OBJECTIF VISÉ:
Recopiez la partie du matériel qui va de son début jusqu'à la ligne contenant « Target: **crowd of workers** », cette ligne comprise, en remplaçant « segmenter » par « annotator » sans rien modifier d'autre. Laissez les images de côté dans votre réponse.

MATÉRIEL FOURNI:
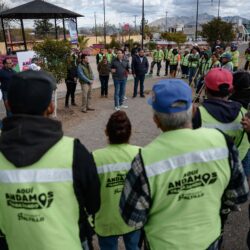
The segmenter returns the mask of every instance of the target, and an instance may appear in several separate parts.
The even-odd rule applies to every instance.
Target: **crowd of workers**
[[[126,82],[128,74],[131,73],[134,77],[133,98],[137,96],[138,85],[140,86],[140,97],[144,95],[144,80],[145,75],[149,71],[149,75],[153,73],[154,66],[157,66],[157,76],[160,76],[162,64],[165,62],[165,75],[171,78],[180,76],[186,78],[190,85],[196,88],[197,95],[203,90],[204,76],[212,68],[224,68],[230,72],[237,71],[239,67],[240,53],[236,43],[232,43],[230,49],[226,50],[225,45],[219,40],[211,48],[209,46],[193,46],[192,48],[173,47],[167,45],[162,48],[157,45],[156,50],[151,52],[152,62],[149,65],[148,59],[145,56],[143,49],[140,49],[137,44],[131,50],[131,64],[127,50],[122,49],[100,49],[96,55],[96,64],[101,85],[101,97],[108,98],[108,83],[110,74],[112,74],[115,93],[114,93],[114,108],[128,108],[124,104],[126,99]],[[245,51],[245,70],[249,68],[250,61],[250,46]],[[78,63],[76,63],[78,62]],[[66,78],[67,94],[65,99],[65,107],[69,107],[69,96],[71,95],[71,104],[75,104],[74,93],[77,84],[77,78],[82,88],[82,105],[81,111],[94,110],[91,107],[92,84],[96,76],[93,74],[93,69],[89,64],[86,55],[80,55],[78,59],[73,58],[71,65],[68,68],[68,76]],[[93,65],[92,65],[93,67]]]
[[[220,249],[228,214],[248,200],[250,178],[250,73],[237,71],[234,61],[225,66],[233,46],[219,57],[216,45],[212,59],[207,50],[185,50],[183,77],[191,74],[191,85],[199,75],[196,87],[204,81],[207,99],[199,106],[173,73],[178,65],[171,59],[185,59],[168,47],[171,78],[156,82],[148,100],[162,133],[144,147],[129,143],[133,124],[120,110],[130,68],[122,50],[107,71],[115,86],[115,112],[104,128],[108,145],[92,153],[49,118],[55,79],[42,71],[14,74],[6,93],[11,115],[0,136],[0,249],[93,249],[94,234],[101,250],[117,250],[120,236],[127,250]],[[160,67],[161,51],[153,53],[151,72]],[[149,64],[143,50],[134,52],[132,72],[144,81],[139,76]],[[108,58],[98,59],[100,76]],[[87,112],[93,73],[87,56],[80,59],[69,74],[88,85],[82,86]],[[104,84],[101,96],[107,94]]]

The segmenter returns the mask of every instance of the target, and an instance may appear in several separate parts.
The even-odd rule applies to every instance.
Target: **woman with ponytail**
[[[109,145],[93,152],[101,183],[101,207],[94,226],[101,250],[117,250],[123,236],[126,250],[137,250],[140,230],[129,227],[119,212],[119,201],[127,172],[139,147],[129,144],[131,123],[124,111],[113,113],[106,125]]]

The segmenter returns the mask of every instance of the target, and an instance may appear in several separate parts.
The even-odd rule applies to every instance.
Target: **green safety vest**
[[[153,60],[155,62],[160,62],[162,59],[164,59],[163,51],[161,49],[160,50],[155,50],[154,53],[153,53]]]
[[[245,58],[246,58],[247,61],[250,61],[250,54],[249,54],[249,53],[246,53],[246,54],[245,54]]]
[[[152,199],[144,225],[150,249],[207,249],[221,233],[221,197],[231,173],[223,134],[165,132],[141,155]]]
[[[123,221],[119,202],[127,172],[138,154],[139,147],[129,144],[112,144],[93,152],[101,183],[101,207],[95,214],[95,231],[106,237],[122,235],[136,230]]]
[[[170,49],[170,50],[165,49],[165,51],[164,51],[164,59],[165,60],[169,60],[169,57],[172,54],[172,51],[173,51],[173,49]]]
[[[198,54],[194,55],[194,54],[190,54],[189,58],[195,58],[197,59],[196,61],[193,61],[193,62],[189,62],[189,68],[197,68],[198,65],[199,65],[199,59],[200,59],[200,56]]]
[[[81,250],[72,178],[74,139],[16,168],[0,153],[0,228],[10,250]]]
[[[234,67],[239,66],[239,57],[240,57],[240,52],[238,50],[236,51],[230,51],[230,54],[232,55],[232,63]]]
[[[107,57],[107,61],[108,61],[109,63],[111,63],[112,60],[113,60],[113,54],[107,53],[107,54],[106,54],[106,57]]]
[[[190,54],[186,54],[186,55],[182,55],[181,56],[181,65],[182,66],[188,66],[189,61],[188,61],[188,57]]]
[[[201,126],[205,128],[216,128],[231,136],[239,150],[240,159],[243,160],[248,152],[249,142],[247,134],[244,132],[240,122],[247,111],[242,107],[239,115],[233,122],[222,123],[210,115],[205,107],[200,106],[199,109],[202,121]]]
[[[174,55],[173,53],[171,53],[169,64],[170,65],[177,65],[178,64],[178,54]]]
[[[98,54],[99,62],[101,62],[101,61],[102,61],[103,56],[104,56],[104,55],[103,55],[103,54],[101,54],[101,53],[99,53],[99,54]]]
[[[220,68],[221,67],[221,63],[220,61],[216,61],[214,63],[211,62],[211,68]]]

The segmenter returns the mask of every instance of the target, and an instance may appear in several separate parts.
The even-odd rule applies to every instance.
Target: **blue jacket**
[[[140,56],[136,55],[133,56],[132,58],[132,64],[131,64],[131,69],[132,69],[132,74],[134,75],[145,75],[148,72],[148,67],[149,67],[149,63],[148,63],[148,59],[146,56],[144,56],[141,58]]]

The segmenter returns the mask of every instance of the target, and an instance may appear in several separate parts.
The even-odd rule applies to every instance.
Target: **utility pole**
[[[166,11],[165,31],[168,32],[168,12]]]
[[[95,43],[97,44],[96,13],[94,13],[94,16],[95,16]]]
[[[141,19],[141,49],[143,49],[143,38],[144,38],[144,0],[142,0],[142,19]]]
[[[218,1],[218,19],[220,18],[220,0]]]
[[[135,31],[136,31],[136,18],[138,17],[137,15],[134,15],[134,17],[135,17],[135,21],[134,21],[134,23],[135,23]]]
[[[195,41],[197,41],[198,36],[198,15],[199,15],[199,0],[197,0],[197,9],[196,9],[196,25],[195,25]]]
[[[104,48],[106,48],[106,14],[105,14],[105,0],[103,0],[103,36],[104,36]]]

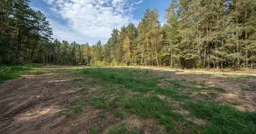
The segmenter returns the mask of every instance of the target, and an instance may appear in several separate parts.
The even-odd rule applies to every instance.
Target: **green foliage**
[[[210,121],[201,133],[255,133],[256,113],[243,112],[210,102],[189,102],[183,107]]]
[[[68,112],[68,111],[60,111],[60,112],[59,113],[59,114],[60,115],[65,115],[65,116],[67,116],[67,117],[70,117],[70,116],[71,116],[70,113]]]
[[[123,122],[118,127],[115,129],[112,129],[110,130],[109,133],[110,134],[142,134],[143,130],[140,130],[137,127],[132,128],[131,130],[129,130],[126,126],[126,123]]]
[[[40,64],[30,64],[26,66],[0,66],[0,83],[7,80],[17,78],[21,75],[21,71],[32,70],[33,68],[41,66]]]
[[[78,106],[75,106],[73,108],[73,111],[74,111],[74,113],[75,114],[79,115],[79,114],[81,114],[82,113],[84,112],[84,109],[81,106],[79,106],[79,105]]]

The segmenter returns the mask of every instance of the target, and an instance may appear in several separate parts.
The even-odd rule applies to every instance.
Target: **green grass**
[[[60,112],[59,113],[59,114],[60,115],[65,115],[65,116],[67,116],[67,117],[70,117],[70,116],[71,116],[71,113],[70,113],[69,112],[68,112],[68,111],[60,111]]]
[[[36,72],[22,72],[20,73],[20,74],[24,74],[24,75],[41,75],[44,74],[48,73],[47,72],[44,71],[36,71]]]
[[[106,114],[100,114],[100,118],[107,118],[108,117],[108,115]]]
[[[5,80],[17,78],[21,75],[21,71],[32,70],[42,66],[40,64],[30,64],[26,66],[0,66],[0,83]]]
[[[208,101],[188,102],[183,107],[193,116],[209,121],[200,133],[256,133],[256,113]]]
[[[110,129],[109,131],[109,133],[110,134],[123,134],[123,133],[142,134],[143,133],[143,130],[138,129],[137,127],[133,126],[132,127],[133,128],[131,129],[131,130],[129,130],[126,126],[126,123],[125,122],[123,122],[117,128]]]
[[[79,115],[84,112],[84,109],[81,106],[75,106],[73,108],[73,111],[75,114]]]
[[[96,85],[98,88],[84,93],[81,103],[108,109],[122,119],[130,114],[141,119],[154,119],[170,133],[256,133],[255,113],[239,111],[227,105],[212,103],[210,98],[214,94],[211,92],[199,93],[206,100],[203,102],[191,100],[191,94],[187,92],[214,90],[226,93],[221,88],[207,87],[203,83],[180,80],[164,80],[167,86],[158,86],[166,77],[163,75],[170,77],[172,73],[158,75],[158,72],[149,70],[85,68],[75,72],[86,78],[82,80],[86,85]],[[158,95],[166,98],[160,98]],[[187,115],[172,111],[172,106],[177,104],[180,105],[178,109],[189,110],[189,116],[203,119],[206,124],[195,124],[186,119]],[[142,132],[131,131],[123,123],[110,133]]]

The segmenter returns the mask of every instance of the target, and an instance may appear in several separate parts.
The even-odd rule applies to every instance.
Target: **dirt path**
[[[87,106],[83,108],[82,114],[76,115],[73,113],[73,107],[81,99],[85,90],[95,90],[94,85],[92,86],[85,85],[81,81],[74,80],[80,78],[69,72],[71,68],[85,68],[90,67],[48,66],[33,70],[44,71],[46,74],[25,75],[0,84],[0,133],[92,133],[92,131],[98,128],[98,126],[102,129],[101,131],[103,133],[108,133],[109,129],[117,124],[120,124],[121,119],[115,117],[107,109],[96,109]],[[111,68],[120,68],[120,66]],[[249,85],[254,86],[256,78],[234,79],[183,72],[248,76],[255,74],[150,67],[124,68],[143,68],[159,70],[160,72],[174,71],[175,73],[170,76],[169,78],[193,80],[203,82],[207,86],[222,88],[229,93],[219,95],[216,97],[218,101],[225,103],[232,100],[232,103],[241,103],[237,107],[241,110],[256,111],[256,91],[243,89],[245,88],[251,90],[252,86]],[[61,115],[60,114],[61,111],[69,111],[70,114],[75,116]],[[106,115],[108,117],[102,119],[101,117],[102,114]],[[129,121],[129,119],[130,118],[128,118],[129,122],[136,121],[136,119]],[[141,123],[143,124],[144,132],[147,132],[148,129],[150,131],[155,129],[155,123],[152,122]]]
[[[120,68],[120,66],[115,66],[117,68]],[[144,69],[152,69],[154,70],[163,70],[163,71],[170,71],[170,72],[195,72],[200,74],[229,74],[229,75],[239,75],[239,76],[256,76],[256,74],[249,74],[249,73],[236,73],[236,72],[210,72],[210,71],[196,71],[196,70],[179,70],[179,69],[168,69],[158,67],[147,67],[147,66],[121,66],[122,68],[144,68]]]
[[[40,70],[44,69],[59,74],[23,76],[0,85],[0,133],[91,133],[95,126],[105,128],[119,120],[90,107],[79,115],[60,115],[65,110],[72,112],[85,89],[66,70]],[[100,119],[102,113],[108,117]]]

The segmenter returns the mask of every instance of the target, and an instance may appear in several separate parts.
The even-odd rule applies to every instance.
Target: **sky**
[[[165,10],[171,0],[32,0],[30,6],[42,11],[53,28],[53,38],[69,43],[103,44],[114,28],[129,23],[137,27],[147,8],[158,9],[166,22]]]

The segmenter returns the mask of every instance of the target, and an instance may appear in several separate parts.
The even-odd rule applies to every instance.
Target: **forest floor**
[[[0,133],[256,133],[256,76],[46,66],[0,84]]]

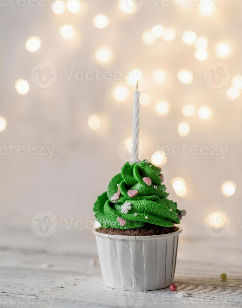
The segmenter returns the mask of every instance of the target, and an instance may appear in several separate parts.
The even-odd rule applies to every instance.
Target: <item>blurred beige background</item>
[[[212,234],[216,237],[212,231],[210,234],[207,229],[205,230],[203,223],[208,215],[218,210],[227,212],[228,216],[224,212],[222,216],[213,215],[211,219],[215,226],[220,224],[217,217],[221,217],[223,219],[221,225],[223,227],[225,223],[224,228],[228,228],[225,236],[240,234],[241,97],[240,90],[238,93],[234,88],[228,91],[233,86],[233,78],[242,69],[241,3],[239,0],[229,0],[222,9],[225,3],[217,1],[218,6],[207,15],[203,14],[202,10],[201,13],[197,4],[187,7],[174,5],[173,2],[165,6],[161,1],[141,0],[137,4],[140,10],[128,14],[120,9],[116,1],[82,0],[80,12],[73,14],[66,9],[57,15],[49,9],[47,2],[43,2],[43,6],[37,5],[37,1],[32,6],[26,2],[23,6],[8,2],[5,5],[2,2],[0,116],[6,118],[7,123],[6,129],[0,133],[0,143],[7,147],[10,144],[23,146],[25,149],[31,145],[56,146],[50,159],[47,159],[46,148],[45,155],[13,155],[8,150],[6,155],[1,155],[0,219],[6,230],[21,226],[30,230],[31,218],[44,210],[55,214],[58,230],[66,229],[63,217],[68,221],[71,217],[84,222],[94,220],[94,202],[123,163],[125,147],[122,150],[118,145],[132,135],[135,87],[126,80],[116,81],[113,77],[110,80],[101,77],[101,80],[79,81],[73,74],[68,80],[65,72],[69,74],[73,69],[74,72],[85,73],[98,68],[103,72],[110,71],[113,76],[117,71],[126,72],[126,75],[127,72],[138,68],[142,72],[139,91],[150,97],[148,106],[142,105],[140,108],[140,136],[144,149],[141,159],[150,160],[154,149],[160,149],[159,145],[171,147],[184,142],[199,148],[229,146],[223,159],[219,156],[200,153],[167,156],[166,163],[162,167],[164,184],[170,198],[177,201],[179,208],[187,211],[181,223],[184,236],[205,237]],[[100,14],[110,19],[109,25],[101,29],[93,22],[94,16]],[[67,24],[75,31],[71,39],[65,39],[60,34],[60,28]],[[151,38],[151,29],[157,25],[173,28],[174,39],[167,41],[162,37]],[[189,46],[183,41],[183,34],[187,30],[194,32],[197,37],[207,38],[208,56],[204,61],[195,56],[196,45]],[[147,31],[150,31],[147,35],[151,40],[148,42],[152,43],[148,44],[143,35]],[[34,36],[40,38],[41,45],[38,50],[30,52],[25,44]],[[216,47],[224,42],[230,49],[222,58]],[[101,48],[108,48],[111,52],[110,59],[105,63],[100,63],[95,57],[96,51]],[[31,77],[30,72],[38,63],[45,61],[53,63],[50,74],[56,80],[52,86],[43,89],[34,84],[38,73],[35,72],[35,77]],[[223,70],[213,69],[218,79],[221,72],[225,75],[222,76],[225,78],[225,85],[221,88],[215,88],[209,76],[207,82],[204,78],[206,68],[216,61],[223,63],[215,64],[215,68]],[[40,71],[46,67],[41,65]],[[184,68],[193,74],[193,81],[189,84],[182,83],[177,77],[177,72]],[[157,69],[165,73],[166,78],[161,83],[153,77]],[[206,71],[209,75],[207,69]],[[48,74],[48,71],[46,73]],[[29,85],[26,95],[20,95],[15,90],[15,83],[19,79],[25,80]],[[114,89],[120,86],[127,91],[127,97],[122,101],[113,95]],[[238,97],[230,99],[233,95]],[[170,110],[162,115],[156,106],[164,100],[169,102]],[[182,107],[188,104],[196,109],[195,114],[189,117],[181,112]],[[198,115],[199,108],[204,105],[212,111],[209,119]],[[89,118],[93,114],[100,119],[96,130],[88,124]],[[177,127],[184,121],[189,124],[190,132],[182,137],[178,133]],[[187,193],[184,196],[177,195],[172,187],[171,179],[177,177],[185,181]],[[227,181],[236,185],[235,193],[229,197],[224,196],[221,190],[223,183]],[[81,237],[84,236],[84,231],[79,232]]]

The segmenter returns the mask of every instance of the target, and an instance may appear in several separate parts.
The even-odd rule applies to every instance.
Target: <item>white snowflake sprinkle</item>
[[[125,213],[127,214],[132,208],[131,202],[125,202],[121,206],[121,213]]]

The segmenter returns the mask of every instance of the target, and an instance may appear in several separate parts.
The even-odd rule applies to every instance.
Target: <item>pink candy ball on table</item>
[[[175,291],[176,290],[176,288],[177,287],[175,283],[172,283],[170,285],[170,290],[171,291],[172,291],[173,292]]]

RÉPONSE ATTENDUE:
The annotator returns the mask of every instance of the target, and an instance may appear in several separate parts.
The even-odd rule applies to every instance.
Target: **crowd of workers**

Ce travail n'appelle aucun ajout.